### Passage
Both plaintiff and Murray produced expert witnesses on the issue of legal malpractice. In brief, plaintiff argued that an attorney-client relationship was formed when Murray first met with plaintiff and that Murray did not adhere to the applicable standard of care and, in effect, abandoned his client. She also claimed that he would not respond to her inquiries, that he did not abide by her objectives in wanting to challenge her discharge of employment, and that he did not clearly indicate to plaintiff her legal options. Defendant's expert testified there was no deviation from the proper standard of care since plaintiff told Murray she quit her employment and that the only issue was sick and vacation pay. Furthermore, he opined that there was no deviation as a result of Murray's advice to plaintiff not to pursue an action against the County as it might stimulate officials to pursue criminal charges.
Following the jury verdict of no cause for action, plaintiff moved for a new trial under Rule 4:49-1, claiming a miscarriage of justice. We find that the trial judge properly denied the motion. Contrary to plaintiff's argument, Murray's expert witness was qualified to render an opinion, and his opinion was not a net opinion since it related to the facts and circumstances of this case and was within the witness's expertise. It was the role of the jury to evaluate the conflicting expert testimony as to whether there was a deviation from the applicable standard of care, and we find no miscarriage of justice as a result of its verdict. Carrino v. Novotny, 78 N.J. 355, 360 (1979).
Furthermore, the record does not support plaintiff's argument that Murray committed legal malpractice as a matter of law. As set forth in her brief, her allegations of malpractice are as follows:
(1) Defendant Murray violated RPC 1.2 [Rules of Professional Conduct] because he did not abide by Ms. Santiago's objectives in that she wanted to challenge her discharge of employment.
(2) Defendant Murray violated RPC 1.3 by failing to act with diligence with regard to her termination from employment.
(3) Defendant Murray violated RPC 1.4 by failing to communicate clearly with Ms. Santiago as to her legal options, applicable rules of time limitation or the status of her termination case generally despite continued inquiries that defendant Murray acknowledged receiving and acknowledged not responding to.
(4) Defendant Murray clearly violated RPC
1.16. Defendant Murray clearly did not advise the tribunal here of his decision to withdraw. He certainly did not act to protect Ms. Santiago's interest after deciding to withdraw. Here again, he did not exchange any writings with Ms. Santiago, did not advise her as to her options for pursuing a challenge to her discharge, did not advise of his decision not to attend the scheduled hearing, and did not advise her as to any applicable time limitation periods.
Plaintiff's argument ignores the factual conflict between the testimony of plaintiff and Murray as to whether she wished to challenge her removal from her job or had voluntarily quit and sought only vacation and sick pay. There is also a direct conflict in the testimony as to plaintiff's conversations with Murray and his advice to her. Plaintiff testified that Murray never told her of her exposure to criminal prosecution, insisting that she had no knowledge of any investigation of her until after she initiated this lawsuit. If so, Murray's testimony was a complete fabrication from start to finish. Clearly, this was a factual issue that was properly submitted to the fact-finder. We see no miscarriage of justice and no reason to overturn the jury verdict in favor of defendant Murray and his law firm.
######
### Records shown
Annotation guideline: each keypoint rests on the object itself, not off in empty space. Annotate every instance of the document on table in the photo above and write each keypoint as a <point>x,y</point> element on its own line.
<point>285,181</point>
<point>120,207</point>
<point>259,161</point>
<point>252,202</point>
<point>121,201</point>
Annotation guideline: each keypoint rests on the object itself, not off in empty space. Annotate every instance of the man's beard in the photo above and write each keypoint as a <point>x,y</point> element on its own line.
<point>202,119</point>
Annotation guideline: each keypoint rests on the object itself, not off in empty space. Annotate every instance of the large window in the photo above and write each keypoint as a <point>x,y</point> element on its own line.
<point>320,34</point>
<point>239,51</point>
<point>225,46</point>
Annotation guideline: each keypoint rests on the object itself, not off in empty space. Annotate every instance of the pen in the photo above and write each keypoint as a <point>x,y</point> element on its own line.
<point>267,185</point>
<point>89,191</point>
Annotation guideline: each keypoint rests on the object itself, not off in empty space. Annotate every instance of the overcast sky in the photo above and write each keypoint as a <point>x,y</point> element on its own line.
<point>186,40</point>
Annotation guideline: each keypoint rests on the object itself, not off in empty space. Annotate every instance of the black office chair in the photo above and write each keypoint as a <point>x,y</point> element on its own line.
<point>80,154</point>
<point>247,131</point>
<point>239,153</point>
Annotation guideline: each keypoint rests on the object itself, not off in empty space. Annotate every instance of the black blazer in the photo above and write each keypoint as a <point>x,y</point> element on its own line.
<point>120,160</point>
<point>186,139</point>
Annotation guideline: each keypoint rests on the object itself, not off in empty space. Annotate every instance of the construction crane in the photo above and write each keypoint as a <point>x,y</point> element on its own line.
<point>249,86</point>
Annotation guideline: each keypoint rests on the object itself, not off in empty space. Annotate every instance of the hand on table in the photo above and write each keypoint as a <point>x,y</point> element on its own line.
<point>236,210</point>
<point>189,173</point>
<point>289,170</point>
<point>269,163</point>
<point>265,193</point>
######
**Activities:**
**1)** Update the malpractice ruling from "Following the jury" to "355, 360 (1979).", putting "motion judge" in place of "trial judge".
**2)** In the malpractice ruling, under which rule did the plaintiff move for a new trial?
**3)** Decide whether each statement agrees with the malpractice ruling, answering yes or no and quoting the words that settle it:
(a) The jury returned a verdict of no cause for action.
(b) The court found that Murray's expert gave a net opinion.
(c) The plaintiff testified that Murray told her she could face criminal prosecution.

**Exercise answers:**
**1)**
Following the jury verdict of no cause for action, plaintiff moved for a new trial under Rule 4:49-1, claiming a miscarriage of justice. We find that the motion judge properly denied the motion. Contrary to plaintiff's argument, Murray's expert witness was qualified to render an opinion, and his opinion was not a net opinion since it related to the facts and circumstances of this case and was within the witness's expertise. It was the role of the jury to evaluate the conflicting expert testimony as to whether there was a deviation from the applicable standard of care, and we find no miscarriage of justice as a result of its verdict. Carrino v. Novotny, 78 N.J. 355, 360 (1979).

**2)** Rule 4:49-1

**3)**
(a) Yes: "Following the jury verdict of no cause for action"
(b) No: "his opinion was not a net opinion"
(c) No: "Plaintiff testified that Murray never told her of her exposure to criminal prosecution"